▶ **Dokumen**:

--

Kebahagiaan itu bertambah oleh orang lain, tapi tidak bergantung pada orang lain.
Dapatkah kita menjadi bahagia karena dipaksa oleh orang lain, baik orang tua maupun atasan? Jawabannya jelas tidak mungkin, karena kebahagiaan itu berasal dari dalam hati kita, bukan dari orang lain. Walaupun suasana di sekitar kita penuh sukacita, banyak orang yang menari dan bernyanyi, tetapi bila hati kita sedang gundah memikirkan sesuatu yang meresahkan, maka pasti kita tidak bahagia berada di tempat itu; malah mungkin membuat kita menjadi tidak betah tinggal di tempat itu.

--

▶ **Bahan untuk Diolah**:
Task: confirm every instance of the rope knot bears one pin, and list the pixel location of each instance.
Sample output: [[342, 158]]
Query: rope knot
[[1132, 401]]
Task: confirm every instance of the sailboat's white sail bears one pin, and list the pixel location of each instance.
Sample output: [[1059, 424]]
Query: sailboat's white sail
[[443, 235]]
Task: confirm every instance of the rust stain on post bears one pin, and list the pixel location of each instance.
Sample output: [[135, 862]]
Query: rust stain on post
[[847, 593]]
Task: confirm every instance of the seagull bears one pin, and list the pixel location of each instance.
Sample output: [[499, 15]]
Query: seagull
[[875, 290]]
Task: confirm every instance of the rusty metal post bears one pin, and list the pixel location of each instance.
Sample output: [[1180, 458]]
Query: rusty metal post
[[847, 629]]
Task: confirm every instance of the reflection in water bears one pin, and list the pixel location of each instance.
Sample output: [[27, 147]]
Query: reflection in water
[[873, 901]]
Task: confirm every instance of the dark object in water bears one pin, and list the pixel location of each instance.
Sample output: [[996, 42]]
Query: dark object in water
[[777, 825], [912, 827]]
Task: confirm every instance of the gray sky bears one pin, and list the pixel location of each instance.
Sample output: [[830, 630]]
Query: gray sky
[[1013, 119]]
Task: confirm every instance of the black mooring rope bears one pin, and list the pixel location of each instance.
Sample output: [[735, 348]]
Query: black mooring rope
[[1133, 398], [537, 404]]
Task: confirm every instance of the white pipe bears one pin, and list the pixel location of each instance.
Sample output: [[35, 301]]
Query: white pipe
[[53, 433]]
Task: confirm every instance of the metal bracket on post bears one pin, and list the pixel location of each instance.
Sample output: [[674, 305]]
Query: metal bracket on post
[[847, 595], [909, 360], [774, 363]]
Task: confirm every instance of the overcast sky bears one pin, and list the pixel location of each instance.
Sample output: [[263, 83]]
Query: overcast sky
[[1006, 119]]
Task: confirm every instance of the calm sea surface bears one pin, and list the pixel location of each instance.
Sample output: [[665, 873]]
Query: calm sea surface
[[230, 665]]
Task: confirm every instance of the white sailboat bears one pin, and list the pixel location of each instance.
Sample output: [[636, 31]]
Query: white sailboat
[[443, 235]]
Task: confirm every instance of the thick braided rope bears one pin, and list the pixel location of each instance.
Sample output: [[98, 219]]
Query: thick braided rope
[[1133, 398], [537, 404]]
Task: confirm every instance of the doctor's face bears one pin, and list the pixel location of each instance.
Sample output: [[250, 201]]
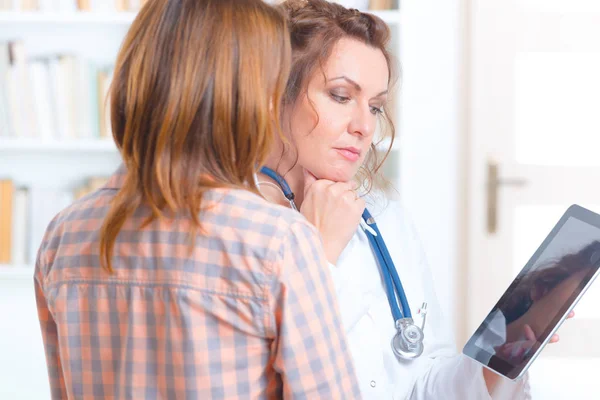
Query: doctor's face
[[332, 123]]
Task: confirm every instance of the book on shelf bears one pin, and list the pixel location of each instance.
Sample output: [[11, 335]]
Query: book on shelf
[[61, 97], [71, 5], [26, 212]]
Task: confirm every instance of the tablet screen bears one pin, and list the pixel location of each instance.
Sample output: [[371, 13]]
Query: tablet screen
[[538, 297]]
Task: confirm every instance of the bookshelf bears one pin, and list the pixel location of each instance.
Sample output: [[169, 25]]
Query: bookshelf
[[58, 146]]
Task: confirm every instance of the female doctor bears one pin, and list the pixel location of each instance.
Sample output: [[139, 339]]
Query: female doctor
[[336, 94]]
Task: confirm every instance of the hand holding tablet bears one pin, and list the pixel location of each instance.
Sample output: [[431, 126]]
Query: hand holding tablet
[[541, 297]]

--

▶ **Tindakan yang Diperlukan**:
**1)** Menurut dokumen tentang kebahagiaan, dari mana kebahagiaan itu berasal?
**2)** Salin kembali tanpa perubahan baris-baris catatan, mulai dari baris pertama catatan hingga baris yang memuat "[[1013, 119]]", termasuk baris tersebut.

▶ **Hasil Berurutan**:
**1)** Kebahagiaan berasal dari dalam hati kita, bukan dari orang lain.

**2)**
Task: confirm every instance of the rope knot bears one pin, and list the pixel location of each instance.
Sample output: [[342, 158]]
Query: rope knot
[[1132, 401]]
Task: confirm every instance of the sailboat's white sail bears one pin, and list the pixel location of each instance.
Sample output: [[1059, 424]]
Query: sailboat's white sail
[[443, 235]]
Task: confirm every instance of the rust stain on post bears one pin, and list the pixel location of each instance.
Sample output: [[135, 862]]
Query: rust stain on post
[[847, 593]]
Task: confirm every instance of the seagull bears one pin, and list the pixel location of each instance.
Sample output: [[499, 15]]
Query: seagull
[[875, 290]]
Task: confirm every instance of the rusty metal post bears one pin, and list the pixel location of each instance.
Sample output: [[1180, 458]]
Query: rusty metal post
[[847, 629]]
Task: confirm every instance of the reflection in water bears one pin, and list the pixel location of each instance.
Sample output: [[27, 147]]
Query: reflection in water
[[873, 901]]
Task: confirm every instance of the dark object in water bears one pin, and list the pixel location of each instance.
Sample output: [[996, 42]]
Query: dark object in water
[[777, 825], [912, 827]]
Task: confirm every instance of the gray sky bears one pin, and list the pixel location of each instance.
Sample output: [[830, 630]]
Query: gray sky
[[1013, 119]]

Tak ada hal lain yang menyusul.